[Collection entries]
<<<<

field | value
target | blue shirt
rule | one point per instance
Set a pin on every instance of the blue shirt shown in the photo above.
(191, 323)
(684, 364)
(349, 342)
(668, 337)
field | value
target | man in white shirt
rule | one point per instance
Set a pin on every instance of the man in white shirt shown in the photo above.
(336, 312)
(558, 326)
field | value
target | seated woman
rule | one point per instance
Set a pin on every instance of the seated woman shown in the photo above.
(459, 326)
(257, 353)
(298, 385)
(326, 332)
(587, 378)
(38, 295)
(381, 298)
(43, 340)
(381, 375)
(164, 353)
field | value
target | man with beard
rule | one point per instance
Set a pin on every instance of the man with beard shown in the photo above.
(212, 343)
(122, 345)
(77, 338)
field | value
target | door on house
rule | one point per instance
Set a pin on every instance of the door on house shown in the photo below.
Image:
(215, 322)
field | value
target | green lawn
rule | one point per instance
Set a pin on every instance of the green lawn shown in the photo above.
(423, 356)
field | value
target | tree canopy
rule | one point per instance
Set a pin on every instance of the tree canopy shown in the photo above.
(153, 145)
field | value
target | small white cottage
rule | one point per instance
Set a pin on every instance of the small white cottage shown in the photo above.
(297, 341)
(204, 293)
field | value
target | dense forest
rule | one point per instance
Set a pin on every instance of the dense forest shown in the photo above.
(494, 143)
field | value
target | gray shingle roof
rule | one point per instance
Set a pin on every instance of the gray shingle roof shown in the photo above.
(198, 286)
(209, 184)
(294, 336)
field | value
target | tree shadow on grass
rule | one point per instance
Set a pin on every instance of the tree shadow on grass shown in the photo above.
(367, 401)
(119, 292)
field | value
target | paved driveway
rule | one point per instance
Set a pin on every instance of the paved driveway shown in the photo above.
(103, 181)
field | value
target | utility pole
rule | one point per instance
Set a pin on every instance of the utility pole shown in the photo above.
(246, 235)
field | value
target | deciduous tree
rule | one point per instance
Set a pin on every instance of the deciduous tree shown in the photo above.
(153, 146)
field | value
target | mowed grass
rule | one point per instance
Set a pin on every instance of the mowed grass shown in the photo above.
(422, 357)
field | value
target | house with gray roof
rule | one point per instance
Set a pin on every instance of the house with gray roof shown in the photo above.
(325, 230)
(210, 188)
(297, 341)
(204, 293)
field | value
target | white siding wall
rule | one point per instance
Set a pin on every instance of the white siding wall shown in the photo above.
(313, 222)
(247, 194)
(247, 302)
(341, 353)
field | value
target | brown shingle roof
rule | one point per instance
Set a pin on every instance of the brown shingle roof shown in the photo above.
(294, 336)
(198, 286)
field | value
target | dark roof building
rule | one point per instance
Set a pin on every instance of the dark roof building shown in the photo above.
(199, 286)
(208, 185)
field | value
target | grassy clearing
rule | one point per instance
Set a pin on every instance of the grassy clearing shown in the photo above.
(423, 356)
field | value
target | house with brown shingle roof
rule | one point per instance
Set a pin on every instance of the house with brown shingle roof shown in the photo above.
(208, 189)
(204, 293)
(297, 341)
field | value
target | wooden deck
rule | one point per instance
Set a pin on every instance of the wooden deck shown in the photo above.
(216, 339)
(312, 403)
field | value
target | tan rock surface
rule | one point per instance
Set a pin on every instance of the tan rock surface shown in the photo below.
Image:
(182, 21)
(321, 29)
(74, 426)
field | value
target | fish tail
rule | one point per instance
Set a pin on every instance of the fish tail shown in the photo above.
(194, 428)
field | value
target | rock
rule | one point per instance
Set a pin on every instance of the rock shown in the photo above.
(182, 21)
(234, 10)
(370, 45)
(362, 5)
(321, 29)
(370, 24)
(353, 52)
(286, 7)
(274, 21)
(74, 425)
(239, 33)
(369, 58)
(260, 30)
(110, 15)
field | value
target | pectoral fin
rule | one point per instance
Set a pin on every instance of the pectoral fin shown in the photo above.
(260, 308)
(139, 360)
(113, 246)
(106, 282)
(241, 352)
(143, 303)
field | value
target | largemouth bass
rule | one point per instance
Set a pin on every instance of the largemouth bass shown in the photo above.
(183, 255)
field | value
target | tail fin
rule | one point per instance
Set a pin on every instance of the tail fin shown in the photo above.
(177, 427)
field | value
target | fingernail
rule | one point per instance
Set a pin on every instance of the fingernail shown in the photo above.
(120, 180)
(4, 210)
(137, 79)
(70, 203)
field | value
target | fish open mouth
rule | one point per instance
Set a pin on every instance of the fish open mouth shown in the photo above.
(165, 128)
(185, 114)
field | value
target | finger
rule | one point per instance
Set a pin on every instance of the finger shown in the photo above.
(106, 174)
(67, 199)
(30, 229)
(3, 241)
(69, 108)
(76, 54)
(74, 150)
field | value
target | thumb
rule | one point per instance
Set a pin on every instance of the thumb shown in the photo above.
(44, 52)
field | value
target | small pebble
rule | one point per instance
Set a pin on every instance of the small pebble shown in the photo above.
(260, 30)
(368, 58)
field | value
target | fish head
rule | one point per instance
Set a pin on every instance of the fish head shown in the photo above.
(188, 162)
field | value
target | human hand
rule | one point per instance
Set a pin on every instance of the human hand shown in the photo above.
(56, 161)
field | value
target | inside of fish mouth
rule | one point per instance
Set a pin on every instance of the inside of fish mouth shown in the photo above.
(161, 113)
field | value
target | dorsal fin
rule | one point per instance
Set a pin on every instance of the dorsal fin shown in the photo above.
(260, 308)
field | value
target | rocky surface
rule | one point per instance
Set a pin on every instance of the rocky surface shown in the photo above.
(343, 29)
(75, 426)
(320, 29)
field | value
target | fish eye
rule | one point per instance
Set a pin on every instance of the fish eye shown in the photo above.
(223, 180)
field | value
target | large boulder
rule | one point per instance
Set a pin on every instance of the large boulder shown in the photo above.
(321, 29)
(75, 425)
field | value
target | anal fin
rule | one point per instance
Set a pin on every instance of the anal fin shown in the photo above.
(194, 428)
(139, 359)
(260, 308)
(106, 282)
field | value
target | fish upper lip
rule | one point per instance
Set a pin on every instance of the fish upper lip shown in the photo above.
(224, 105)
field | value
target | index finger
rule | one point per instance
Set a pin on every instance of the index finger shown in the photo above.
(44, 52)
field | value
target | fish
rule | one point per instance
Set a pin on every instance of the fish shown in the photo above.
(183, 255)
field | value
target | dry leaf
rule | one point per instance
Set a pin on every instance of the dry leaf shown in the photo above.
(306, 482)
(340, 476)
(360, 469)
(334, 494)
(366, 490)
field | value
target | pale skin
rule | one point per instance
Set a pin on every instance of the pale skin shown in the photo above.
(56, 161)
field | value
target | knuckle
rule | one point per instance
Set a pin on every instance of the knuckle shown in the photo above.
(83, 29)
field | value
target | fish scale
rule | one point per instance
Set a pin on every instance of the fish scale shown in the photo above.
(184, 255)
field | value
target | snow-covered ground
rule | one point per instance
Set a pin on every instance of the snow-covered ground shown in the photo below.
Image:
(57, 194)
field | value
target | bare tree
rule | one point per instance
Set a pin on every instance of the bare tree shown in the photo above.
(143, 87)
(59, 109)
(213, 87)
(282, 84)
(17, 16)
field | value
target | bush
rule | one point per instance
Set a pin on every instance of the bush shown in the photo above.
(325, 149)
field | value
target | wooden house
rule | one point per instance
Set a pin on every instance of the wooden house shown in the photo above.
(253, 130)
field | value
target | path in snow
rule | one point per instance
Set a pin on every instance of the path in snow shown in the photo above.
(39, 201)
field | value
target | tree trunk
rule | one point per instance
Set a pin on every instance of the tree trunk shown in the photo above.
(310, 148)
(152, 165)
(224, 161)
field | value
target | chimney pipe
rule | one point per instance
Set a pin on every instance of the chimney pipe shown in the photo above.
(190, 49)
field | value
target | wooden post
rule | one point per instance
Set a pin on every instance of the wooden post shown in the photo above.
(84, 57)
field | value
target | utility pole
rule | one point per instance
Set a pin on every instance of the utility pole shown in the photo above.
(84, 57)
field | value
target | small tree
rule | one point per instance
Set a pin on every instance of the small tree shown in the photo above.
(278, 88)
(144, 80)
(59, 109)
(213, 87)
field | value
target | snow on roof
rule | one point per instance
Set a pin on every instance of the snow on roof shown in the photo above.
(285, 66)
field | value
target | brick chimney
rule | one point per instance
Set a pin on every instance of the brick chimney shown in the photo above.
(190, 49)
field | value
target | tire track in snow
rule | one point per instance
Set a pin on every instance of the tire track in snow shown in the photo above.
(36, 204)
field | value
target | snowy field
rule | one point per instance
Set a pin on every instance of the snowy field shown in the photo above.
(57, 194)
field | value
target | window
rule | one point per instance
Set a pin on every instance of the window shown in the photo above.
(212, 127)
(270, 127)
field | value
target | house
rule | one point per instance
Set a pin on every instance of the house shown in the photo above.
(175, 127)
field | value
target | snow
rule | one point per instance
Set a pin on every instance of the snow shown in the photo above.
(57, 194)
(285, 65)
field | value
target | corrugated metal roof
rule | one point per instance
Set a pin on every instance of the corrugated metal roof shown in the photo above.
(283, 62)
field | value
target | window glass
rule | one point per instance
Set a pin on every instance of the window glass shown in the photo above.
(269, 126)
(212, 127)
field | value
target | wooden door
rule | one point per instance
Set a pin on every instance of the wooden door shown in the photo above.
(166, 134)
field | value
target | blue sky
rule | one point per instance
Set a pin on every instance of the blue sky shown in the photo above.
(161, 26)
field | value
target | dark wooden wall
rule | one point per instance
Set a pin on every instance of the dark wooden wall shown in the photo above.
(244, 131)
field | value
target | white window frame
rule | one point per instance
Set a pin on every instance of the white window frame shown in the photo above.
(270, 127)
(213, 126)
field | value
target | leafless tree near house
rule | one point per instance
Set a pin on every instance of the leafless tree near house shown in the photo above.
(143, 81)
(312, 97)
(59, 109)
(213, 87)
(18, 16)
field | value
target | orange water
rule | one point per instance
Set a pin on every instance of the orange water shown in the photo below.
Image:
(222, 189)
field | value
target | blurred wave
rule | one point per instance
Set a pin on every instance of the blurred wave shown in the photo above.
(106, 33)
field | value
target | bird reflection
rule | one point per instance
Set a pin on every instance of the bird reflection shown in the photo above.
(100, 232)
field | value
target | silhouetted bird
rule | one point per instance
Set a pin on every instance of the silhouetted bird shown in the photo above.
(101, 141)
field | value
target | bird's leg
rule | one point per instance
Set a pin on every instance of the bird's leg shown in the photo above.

>>>>

### Directive
Pull out every line in the rows above that contains the string "metal". Copy each one in full.

### The answer
target | corrugated metal roof
Set a pin on every instance of the corrugated metal roof shown in the photo above.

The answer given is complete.